Whether an entry is long or short, retype it exactly.

[Records from a collection]
|---|
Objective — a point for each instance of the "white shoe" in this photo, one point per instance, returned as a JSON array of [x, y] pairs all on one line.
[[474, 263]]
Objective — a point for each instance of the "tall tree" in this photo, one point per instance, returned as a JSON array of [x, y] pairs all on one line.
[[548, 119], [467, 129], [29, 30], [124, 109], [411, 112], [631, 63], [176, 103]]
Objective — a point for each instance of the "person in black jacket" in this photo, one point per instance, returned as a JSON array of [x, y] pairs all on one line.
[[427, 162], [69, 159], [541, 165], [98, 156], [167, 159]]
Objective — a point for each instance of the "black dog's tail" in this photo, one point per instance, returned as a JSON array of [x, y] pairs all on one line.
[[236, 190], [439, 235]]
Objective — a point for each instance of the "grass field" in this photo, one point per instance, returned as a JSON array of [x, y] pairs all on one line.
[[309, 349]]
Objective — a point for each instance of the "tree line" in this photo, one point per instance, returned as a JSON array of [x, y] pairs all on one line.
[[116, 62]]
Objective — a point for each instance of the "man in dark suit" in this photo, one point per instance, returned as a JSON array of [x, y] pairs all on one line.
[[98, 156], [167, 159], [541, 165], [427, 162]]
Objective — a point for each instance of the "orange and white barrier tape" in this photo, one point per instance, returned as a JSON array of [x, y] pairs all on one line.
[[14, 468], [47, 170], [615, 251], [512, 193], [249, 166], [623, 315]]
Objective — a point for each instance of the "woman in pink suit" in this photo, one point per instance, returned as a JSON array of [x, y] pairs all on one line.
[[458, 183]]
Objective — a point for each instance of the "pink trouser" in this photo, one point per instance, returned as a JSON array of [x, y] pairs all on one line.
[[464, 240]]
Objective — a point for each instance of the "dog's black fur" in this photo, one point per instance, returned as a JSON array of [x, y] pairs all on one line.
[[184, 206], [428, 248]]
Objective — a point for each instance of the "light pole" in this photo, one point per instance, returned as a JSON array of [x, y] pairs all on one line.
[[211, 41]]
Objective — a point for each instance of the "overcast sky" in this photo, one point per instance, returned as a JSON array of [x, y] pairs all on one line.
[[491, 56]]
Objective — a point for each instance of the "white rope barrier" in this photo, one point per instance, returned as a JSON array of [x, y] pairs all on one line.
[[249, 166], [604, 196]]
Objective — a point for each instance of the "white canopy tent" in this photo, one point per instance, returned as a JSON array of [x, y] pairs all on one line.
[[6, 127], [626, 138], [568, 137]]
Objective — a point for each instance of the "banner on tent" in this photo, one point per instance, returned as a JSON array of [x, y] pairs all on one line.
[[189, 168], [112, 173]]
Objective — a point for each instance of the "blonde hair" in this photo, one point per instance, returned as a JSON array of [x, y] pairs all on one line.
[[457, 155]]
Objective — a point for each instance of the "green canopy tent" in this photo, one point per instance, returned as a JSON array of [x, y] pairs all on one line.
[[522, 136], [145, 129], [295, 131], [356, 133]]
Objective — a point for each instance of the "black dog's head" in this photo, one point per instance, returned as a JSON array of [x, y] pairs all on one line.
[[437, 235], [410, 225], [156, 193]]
|---|
Task answer —
Objective — a point for each instance of the "white shoe" in this photo, one point per instance, returned as a JSON array of [x, y] pairs all on one line.
[[474, 263]]
Objective — a point for each instance of the "tall tree" in this photo, one point per instance, returned as a JSON array of [x, y] pairs all on one line.
[[548, 119], [467, 129], [29, 30], [124, 109], [411, 112], [631, 63], [176, 103]]
Objective — a point for each instance of the "person in black jacket" in this photo, one point per instance, returned as a JSON array of [x, y] pairs all on one line.
[[427, 162], [69, 159], [541, 165], [98, 156], [167, 159]]
Objective — a point for each instance of the "black dog's tail" in this photo, one point per instance, returned as a JSON array of [x, y] pairs all on one line.
[[236, 190], [439, 235]]
Objective — a point for each instance of the "grass field" in this photo, one point per instance, returned as a JSON array of [x, y] pairs all on one line.
[[309, 349]]
Objective — a point for each instance of the "tree line" in this photo, one point per instance, returned as a JSON array of [x, y] pairs all on one line.
[[116, 62]]
Objective — a point for each instance of the "man in dark suit" in this photo, one point per instance, returned as a JSON array of [x, y] pairs all on one line.
[[98, 156], [167, 159], [541, 165], [427, 162]]
Objective — a point for each instance of the "orange and white barrier tape" in this photo, one point per instance, returned as a JSON array of [x, y] pairs all on one line.
[[14, 468], [47, 170], [615, 251], [512, 193], [249, 166], [623, 315]]
Objective — a point for each instance of the "woman in pink suit" in this photo, one point per instance, returned as a JSON array of [x, y] pairs all on one line.
[[458, 183]]
Objective — a point for each instance of the "pink trouser" in this photo, one point per instance, returned as a JSON array of [x, y] pairs all on one line.
[[464, 240]]
Objective — a point for each instance of the "dog's black fur" in this photo, one point per instance, returned as a JSON array of [x, y] pairs all on one line.
[[184, 206], [428, 248]]
Objective — a point for each instance of the "light pole" in this photo, one point per instance, returned as a JSON array of [x, y] pairs all on one line.
[[211, 41]]
Objective — a point for each instance of the "overcast sky" in this photo, one point per instance, returned as a JSON array of [x, y] pairs all on one line.
[[491, 56]]
Objective — a point for each instance of the "white rope barrier" in this photo, one point per instance, returned as a JSON array of [x, y] pairs all on one line.
[[249, 166], [604, 196]]
Objective — a point for each instance of the "white canopy tent" in this photo, one point per instance, returned as a JSON array of [x, y] pairs all on one line.
[[6, 127], [626, 138], [568, 137]]
Objective — a point for each instance of the "banner on tent" in this photo, one point per instance, returned as a JSON array of [x, y] pairs all on one line.
[[189, 168], [112, 173]]
Objective — a point for each instance of the "blonde hair" in this photo, one point per instance, returned as a JSON array of [x, y] pairs all on one line.
[[457, 155]]
Objective — a point for each instance of the "green canopy tent" in this photo, one point per instance, returned as a JSON array of [x, y] pairs all on one line.
[[522, 136], [145, 129], [295, 131], [356, 133]]
Objective — a point for each instance of the "black dog's head" in this photo, one point per instance, returned as a JSON array of [x, y] pairs all on one line.
[[437, 235], [410, 225], [156, 193]]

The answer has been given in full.